Records from a dataset:
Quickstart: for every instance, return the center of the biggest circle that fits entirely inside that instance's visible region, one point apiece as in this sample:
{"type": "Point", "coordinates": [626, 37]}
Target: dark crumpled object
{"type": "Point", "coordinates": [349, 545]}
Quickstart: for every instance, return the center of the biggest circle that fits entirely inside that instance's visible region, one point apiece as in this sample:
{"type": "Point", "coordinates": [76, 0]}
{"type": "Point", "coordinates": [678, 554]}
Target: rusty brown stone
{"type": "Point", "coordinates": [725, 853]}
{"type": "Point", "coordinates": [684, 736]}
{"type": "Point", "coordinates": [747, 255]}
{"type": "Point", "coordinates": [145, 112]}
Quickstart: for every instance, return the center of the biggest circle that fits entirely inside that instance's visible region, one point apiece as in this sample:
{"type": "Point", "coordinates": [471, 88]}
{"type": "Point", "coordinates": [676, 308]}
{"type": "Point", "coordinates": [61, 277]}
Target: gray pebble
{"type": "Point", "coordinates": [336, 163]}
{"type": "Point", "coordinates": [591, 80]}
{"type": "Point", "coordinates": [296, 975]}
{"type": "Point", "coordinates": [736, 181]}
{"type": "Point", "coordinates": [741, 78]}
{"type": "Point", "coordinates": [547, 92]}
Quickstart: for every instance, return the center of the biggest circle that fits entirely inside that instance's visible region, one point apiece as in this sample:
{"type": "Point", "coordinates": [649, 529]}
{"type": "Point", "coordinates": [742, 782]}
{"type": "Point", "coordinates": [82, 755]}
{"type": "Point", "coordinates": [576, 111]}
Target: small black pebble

WORK ITEM:
Retype each record, matching it exactly.

EXPECTED OUTPUT:
Quickstart: for every instance, return the center of the biggest circle that fits entirely inside that instance's visible region, one point apiece as in this sample:
{"type": "Point", "coordinates": [626, 37]}
Target: dark crumpled object
{"type": "Point", "coordinates": [349, 545]}
Quickstart: for every instance, return the center of the biggest circle that fits entirely inside that instance's visible region, one point apiece as in this sample:
{"type": "Point", "coordinates": [76, 0]}
{"type": "Point", "coordinates": [678, 554]}
Target: rusty brown stone
{"type": "Point", "coordinates": [725, 853]}
{"type": "Point", "coordinates": [684, 736]}
{"type": "Point", "coordinates": [747, 255]}
{"type": "Point", "coordinates": [145, 112]}
Quickstart: for every instance, return the center of the biggest circle that fits entirely inside that instance's visible region, one point apiece as in this sample:
{"type": "Point", "coordinates": [471, 88]}
{"type": "Point", "coordinates": [676, 308]}
{"type": "Point", "coordinates": [61, 277]}
Target: gray pebble
{"type": "Point", "coordinates": [336, 163]}
{"type": "Point", "coordinates": [591, 80]}
{"type": "Point", "coordinates": [296, 975]}
{"type": "Point", "coordinates": [736, 181]}
{"type": "Point", "coordinates": [741, 78]}
{"type": "Point", "coordinates": [547, 92]}
Quickstart: for every instance, return the center of the biggest circle that fits entirely inside that instance's visible region, one point apiece as in this sample:
{"type": "Point", "coordinates": [649, 529]}
{"type": "Point", "coordinates": [742, 782]}
{"type": "Point", "coordinates": [82, 755]}
{"type": "Point", "coordinates": [576, 111]}
Target: small black pebble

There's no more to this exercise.